**WHAT TO WORK ON**
Reproduce the records below exactly as they appear.

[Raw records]

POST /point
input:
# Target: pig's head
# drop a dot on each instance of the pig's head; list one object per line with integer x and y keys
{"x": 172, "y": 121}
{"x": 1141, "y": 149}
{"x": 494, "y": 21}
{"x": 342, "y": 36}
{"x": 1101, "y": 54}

**RESULT OF THIS TASK**
POST /point
input:
# Target: pig's head
# drop a dot on each instance of the pig's head; list one object per line with integer x and y keys
{"x": 172, "y": 121}
{"x": 1141, "y": 149}
{"x": 494, "y": 21}
{"x": 342, "y": 36}
{"x": 1101, "y": 54}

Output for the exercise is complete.